■ **TEXT UNDER STUDY**:
---

The Maximum Information policy is equivalent to the Information Gain policy in decision trees.

# Demo

## Policy Comparison

| Policy    | Mode     | Optimal Starting Word | Mean Guesses       | Failed Words                                                                                                                                                                                            |
|-----------|----------|-----------------------|--------------------|---------------------------------------------------------------------------------------------------------------------------------------------------------------------------------------------------------|
| MaxInfo   | Standard | 'reast'               | 3.600431965442765  | 'goner' 'hatch' 'jaunt' 'found' 'waste' 'taunt' 'catch' 'dilly' 'boxer'                                                                                                                                 |
|           | Hard     | 'reast'               | 3.639635732870772  |                                                                                                                                                                                                         |
| MaxSplits | Standard | 'trace'               | 3.6207343412527    |                                                                                                                                                                                                         |
|           | Hard     | 'salet'               | 3.6259211096662334 | 'pound' 'hatch' 'watch' 'found' 'cover' 'blank' 'boxer' 'wight'                                                                                                                                         |
| MaxPrune  | Standard | 'laten'               | 4.439469320066335  | 'sissy' 'awake' 'blush' ... 'judge' 'rower' 'shave'                                                                                                                                                     |
|           | Hard     | 'leant'               | 3.8034934497816595 | 'dolly' 'mover' 'piper' 'water' 'foist' 'bound' 'sense' 'viper' 'rarer' 'waver' 'wreak' 'flake' 'wound' 'baste' 'tight' 'biddy' 'happy' 'fleck' 'mossy' 'hound' 'blame' 'vaunt' 'match' 'catty' 'rower' |

## Cross Validation

Cross-validating on the playable word list and generating random solution lists reveals that the MaxInfo policy is slightly ahead.

**RESULTS PENDING**

# Problems

Searching for optimal starting words, evaluating different policies is quite slow.

## Parallelisation

Fortunately this problem is "embarrasingly parallel".

---

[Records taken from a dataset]
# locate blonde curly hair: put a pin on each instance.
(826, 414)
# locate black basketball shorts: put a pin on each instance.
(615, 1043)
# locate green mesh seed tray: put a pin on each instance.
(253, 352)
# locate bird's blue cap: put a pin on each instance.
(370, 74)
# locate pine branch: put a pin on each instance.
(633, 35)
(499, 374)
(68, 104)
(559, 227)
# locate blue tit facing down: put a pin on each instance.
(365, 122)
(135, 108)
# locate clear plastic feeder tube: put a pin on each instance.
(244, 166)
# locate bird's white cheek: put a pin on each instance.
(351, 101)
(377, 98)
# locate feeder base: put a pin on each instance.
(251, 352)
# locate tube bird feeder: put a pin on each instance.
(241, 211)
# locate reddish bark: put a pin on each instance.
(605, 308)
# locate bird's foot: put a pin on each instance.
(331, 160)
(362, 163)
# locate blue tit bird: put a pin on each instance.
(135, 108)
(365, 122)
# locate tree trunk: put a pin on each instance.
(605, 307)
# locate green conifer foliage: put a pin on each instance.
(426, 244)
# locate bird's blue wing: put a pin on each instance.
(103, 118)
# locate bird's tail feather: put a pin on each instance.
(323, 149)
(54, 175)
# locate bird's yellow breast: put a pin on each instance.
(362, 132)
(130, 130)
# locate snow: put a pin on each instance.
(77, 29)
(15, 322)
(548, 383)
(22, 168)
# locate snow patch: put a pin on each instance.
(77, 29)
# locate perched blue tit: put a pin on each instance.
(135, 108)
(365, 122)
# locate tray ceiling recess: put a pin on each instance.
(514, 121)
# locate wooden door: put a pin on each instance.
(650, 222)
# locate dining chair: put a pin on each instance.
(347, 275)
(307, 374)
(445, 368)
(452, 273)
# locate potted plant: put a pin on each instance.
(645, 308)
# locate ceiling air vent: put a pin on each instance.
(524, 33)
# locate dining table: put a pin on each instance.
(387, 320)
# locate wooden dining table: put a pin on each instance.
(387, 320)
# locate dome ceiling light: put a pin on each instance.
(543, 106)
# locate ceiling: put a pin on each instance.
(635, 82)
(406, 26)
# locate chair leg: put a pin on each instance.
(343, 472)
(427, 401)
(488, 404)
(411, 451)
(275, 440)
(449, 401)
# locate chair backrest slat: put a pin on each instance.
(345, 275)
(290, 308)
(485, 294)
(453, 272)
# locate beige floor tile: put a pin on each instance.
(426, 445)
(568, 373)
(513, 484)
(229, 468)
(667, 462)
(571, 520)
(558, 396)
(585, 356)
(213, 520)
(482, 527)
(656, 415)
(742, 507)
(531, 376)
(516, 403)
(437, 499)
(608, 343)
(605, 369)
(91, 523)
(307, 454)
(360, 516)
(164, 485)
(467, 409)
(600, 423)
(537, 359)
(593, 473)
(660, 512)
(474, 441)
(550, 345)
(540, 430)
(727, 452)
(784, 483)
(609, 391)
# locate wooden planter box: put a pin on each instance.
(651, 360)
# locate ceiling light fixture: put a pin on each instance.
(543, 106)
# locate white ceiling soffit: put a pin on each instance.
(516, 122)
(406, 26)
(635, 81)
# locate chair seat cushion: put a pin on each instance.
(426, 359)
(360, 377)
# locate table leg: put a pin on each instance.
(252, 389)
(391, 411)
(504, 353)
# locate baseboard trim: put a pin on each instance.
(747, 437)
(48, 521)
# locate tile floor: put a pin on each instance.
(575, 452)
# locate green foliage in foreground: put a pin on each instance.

---

■ **QUESTIONS**:
1) According to the text on word-guessing policies, what is the Maximum Information policy equivalent to?
2) Return, word for word, the portion of the text on word-guessing policies starting at "Cross-validating on the" and ending at "is quite slow.".
You do not need the data to complete this work.

■ **ACTIVITY ANSWERS**:
1) It is equivalent to the Information Gain policy in decision trees.

2)
Cross-validating on the playable word list and generating random solution lists reveals that the MaxInfo policy is slightly ahead.

**RESULTS PENDING**

# Problems

Searching for optimal starting words, evaluating different policies is quite slow.